Exercise data:
»»

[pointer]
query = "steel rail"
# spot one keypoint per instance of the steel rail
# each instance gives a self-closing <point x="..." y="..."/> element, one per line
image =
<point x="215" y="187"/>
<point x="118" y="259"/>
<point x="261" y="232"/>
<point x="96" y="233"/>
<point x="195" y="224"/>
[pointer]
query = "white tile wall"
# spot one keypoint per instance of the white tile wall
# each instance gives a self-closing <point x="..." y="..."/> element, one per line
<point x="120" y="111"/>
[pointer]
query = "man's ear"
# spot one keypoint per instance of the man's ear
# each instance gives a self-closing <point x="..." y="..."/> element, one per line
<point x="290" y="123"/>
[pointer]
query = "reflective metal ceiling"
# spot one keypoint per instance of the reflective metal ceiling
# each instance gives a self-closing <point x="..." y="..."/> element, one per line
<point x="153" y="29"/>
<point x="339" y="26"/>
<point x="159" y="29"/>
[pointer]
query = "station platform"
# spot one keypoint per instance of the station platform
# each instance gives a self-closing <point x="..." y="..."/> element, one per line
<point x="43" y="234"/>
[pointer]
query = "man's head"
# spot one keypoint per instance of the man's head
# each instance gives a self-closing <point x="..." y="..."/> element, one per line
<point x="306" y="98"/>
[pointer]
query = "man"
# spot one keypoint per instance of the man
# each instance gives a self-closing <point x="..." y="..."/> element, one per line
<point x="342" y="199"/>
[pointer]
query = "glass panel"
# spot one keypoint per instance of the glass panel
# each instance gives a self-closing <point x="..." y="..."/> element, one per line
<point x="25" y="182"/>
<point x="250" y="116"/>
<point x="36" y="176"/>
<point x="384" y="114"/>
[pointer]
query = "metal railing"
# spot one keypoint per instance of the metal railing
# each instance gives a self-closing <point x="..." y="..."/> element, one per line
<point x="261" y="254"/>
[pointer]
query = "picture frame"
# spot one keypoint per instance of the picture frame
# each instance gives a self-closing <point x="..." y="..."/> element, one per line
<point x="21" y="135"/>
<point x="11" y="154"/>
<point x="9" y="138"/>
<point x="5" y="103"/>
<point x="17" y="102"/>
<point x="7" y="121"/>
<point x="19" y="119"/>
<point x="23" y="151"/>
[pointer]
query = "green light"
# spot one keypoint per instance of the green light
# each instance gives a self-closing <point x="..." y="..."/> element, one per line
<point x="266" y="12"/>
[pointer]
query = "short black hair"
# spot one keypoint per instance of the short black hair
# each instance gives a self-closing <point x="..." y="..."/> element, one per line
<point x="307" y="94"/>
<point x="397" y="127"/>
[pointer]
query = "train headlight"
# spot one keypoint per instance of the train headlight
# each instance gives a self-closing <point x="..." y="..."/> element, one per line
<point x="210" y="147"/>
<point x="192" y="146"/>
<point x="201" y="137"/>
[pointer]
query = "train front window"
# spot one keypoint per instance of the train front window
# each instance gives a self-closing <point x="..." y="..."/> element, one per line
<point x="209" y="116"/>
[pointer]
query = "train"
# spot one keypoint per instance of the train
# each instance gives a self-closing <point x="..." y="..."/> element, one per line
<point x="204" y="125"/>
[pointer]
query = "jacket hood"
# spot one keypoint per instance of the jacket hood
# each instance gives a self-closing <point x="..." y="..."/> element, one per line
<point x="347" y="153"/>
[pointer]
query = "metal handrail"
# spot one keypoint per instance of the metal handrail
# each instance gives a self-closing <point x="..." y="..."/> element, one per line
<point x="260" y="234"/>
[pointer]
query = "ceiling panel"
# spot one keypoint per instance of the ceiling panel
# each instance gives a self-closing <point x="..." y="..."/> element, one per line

««

What is asked:
Provide an exact reproduction of all the entries shown above.

Correct output:
[pointer]
query = "steel rail"
# spot one keypoint per instance of the steel rail
# each instance gives a self-closing <point x="..." y="..."/> element, one per line
image =
<point x="215" y="187"/>
<point x="118" y="259"/>
<point x="261" y="232"/>
<point x="96" y="233"/>
<point x="195" y="224"/>
[pointer]
query = "white tile wall"
# spot one keypoint per instance of the white tile wall
# each instance gives a self-closing <point x="..." y="..."/> element, one per line
<point x="120" y="111"/>
[pointer]
query = "man's ear"
# spot one keypoint per instance of the man's ear
# each instance gives a self-closing <point x="..." y="..."/> element, one per line
<point x="290" y="123"/>
[pointer]
query = "reflective metal ceiling"
# spot one keypoint per instance of the reflective metal ceiling
# each instance gives a self-closing <point x="..." y="..."/> element, one per line
<point x="153" y="29"/>
<point x="339" y="26"/>
<point x="159" y="29"/>
[pointer]
query = "station platform"
# spot one keypoint per instance of the station platform
# each instance gives a self-closing <point x="..." y="..."/> element, one per line
<point x="43" y="234"/>
[pointer]
query = "man's head"
# spot one keypoint per instance of the man's head
# each instance gives a self-closing <point x="..." y="..."/> element, one per line
<point x="306" y="98"/>
[pointer]
query = "man"
# spot one keypoint per instance of the man
# each instance gives a self-closing <point x="..." y="..."/> element, one per line
<point x="342" y="199"/>
[pointer]
query = "glass panel"
# spot one keypoint per instance of the glass panel
# each instance gives a self-closing <point x="..." y="..."/> element, one per line
<point x="25" y="182"/>
<point x="250" y="116"/>
<point x="36" y="176"/>
<point x="384" y="114"/>
[pointer]
query = "metal railing"
# spot one keypoint per instance of the metal railing
# each instance gives a self-closing <point x="..." y="..."/> element, one per line
<point x="261" y="254"/>
[pointer]
query = "picture frame"
# spot one keypoint per instance of the picture frame
# each instance gives a self-closing <point x="..." y="..."/> element, one per line
<point x="21" y="135"/>
<point x="11" y="154"/>
<point x="9" y="138"/>
<point x="5" y="103"/>
<point x="17" y="102"/>
<point x="7" y="121"/>
<point x="19" y="119"/>
<point x="23" y="151"/>
[pointer]
query = "green light"
# spot one keypoint per instance of the green light
# each instance gives a self-closing <point x="..." y="..."/> element, one per line
<point x="266" y="12"/>
[pointer]
query = "short black hair"
# spot one keypoint per instance of the short black hair
# each instance gives a self-closing <point x="..." y="..."/> element, one per line
<point x="307" y="94"/>
<point x="397" y="127"/>
[pointer]
query = "train headlight"
# spot one keypoint per instance of the train headlight
# each instance gives a self-closing <point x="..." y="..."/> element, one per line
<point x="210" y="147"/>
<point x="192" y="146"/>
<point x="201" y="137"/>
[pointer]
query = "train front window"
# spot one keypoint per instance of the train front window
# each instance gives a self-closing <point x="..." y="..."/> element, one per line
<point x="209" y="116"/>
[pointer]
query = "train"
# spot one keypoint per instance of the train
# each instance gives a self-closing <point x="..." y="..."/> element, one per line
<point x="204" y="125"/>
[pointer]
query = "jacket hood"
# spot one keypoint per instance of the jacket hood
# each instance gives a self-closing <point x="..." y="..."/> element, one per line
<point x="347" y="153"/>
[pointer]
query = "metal handrail"
# spot one keypoint per instance of the metal handrail
# each instance gives a self-closing <point x="..." y="..."/> element, one per line
<point x="260" y="234"/>
[pointer]
query = "ceiling panel"
# spot one keypoint per instance of the ceiling panel
# each instance gives a self-closing <point x="..." y="..."/> element, one per line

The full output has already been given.